WRITTEN PROBLEM:
List every line of the entries that contains the string "building", matching case exactly.

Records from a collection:
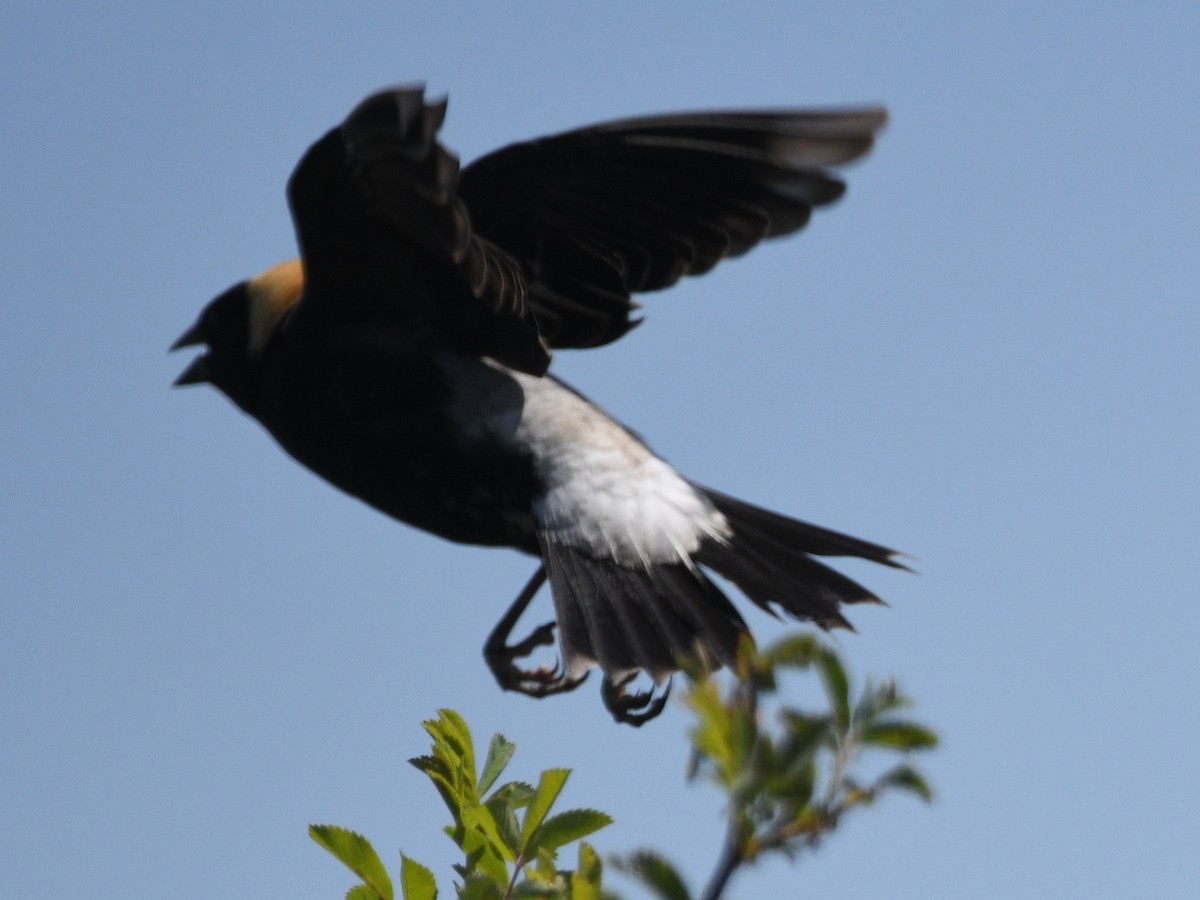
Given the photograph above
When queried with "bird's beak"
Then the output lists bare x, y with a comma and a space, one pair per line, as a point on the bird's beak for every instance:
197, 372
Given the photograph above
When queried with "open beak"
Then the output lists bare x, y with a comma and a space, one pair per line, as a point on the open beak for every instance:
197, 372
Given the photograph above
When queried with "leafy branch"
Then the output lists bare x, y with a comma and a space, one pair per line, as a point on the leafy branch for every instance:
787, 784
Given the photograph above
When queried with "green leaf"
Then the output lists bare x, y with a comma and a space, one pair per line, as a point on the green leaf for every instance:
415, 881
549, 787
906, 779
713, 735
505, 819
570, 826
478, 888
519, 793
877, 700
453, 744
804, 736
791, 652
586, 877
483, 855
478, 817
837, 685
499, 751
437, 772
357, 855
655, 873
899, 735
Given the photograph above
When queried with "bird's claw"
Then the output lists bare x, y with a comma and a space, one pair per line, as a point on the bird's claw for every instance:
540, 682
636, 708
==
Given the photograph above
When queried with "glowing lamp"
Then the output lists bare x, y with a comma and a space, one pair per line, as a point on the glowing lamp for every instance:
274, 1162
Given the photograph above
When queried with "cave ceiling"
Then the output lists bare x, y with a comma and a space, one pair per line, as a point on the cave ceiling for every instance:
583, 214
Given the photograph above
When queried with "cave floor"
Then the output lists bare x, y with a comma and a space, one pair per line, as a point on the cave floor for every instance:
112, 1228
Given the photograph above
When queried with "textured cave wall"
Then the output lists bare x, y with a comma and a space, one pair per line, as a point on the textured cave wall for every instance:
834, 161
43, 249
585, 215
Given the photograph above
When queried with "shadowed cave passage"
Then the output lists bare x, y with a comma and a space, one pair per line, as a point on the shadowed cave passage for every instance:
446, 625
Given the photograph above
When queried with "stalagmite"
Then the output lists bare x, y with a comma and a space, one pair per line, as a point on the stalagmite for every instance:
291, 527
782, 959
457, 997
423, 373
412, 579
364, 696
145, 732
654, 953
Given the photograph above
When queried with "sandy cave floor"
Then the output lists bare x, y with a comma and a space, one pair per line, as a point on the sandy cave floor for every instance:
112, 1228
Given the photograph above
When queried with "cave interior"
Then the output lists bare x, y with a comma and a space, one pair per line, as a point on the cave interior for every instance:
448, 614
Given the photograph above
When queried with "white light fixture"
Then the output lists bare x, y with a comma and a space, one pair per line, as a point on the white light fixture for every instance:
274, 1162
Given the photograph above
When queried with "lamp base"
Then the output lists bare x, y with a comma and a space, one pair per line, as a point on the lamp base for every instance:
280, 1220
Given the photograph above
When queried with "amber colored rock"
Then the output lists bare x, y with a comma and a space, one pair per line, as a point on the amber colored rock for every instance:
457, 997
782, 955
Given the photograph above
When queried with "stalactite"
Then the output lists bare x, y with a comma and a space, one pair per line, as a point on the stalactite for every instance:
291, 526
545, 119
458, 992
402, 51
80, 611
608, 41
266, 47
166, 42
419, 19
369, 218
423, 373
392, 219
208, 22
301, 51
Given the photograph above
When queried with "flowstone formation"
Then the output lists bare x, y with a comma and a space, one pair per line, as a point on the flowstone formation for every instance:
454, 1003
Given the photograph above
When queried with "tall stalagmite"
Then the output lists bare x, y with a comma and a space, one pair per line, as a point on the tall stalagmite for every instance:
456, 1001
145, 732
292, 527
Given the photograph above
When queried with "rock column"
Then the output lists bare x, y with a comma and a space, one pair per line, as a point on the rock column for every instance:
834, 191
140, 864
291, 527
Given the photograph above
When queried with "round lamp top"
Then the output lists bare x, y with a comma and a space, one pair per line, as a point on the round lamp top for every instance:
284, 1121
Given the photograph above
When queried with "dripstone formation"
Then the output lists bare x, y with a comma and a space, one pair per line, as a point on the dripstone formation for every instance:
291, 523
--
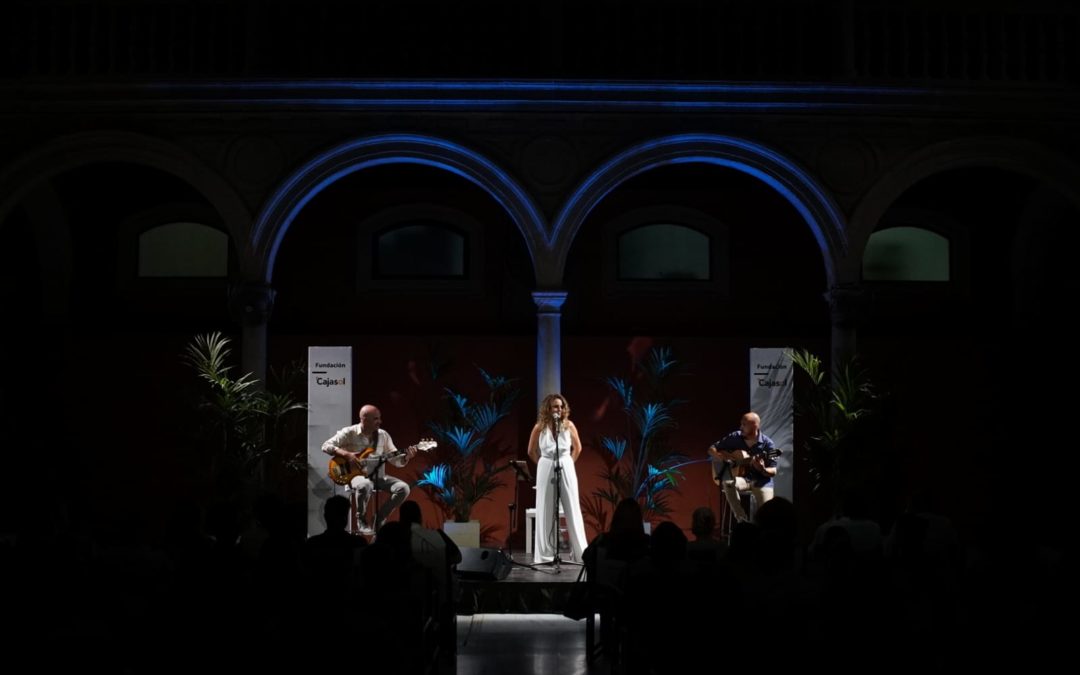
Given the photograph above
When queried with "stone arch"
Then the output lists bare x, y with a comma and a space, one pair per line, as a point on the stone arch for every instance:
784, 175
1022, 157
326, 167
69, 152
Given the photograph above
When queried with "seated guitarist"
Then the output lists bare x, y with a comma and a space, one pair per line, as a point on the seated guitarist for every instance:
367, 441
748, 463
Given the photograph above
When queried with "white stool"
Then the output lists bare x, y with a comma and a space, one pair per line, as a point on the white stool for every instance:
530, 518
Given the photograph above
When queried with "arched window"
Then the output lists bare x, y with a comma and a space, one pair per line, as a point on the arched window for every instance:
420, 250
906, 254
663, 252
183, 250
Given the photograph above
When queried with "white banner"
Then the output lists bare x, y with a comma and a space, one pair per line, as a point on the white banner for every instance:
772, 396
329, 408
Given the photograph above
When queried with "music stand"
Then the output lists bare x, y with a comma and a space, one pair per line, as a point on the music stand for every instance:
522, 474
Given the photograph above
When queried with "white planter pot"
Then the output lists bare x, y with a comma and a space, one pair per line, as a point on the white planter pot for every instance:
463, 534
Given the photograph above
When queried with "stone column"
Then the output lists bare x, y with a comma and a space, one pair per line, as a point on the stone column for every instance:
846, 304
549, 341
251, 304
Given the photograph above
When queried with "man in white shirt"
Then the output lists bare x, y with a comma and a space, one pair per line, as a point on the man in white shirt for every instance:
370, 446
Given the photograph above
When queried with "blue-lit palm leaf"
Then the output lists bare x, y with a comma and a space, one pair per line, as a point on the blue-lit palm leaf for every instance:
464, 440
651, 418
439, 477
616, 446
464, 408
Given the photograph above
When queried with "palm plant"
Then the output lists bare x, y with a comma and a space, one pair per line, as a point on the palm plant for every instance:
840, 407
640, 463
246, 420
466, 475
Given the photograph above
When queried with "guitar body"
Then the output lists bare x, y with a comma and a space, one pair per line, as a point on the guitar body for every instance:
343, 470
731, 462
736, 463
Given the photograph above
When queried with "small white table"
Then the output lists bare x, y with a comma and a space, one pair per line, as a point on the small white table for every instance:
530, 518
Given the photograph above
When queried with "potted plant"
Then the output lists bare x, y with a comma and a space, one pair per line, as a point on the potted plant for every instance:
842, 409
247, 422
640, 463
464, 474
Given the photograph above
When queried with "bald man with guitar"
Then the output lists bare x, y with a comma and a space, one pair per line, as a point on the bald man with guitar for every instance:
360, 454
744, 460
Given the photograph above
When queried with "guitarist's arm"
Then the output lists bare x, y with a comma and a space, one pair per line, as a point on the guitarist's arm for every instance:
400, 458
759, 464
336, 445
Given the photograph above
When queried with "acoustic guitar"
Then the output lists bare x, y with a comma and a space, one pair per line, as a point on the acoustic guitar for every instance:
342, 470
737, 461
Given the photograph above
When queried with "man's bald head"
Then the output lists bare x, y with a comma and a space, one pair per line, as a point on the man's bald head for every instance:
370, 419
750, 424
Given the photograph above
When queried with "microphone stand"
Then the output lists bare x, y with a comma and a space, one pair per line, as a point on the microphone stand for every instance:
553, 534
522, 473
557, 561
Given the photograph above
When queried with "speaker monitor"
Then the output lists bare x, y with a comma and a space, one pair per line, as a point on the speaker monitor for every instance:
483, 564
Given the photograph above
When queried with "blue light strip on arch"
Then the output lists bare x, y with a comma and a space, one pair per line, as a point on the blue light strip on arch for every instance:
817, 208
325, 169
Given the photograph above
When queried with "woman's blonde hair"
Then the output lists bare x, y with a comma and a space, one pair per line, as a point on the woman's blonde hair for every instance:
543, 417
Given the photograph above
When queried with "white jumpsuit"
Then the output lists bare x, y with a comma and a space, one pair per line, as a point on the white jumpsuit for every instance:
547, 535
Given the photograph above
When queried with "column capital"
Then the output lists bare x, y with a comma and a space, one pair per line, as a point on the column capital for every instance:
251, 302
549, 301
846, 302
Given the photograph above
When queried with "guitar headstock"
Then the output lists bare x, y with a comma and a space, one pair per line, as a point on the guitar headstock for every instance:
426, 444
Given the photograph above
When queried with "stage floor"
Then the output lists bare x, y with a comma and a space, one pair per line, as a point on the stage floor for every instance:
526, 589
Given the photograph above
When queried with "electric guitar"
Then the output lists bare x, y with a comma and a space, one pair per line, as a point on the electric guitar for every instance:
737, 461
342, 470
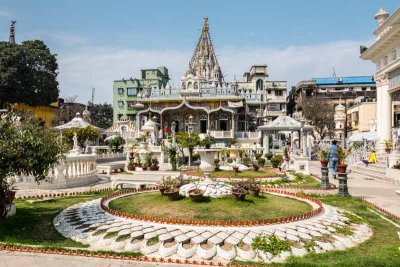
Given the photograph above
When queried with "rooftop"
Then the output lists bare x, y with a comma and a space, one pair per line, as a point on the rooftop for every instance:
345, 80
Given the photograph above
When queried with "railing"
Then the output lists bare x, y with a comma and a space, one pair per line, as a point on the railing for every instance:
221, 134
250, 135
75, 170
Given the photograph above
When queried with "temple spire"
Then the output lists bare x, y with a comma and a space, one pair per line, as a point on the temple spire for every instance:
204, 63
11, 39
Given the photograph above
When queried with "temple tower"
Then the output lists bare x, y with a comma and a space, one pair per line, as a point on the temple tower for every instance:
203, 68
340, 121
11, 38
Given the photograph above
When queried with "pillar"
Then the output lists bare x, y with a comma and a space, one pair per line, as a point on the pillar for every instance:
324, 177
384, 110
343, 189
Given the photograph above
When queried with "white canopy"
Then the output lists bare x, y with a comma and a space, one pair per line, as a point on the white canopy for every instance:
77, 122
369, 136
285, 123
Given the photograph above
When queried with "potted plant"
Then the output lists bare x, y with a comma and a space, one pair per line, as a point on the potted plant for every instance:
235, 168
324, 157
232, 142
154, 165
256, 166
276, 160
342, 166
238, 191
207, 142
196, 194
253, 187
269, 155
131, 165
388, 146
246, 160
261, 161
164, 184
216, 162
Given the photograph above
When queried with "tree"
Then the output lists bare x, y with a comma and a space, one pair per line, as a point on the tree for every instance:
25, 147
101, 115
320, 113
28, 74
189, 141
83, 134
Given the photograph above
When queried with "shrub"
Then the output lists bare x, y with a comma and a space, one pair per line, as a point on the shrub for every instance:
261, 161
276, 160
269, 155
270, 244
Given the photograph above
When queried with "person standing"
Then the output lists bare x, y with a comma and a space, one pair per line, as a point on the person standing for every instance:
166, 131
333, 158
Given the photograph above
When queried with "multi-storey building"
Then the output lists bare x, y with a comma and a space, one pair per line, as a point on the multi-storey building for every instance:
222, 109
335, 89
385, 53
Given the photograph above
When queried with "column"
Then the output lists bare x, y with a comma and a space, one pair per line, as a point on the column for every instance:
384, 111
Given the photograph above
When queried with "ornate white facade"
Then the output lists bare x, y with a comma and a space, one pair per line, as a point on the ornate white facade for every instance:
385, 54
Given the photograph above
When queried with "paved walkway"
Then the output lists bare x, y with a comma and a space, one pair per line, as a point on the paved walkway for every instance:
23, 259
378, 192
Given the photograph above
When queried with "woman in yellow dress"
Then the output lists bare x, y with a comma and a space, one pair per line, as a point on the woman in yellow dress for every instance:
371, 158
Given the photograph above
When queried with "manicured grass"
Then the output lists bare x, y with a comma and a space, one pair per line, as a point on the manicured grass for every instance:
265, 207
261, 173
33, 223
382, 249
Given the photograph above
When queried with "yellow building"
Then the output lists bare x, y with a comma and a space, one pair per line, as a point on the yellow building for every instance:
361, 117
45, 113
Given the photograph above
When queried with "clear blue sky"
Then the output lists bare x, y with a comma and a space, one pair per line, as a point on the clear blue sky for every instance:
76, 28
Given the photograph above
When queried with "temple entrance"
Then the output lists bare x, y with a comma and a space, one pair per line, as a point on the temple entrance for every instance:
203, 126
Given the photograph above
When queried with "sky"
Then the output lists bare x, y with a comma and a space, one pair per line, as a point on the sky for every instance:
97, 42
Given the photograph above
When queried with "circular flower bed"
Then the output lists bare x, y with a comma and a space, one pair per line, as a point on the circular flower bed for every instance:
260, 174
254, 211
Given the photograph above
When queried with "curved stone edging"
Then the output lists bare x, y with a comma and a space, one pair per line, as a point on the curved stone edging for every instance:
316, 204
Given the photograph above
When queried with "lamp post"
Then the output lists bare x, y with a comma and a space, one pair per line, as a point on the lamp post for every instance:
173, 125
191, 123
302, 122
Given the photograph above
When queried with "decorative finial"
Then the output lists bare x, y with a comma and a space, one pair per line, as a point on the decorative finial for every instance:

RESPONSE TO THE TASK:
When queried with "multi-storey building"
Then the output lists bare x, y with a comma and a space, one pair per line, as a point on the multi-storey building for every instance:
When queried with "yellow building"
Then the output lists bare x, y with a comma and a space, one pair per line, as a point on the yellow building for every instance:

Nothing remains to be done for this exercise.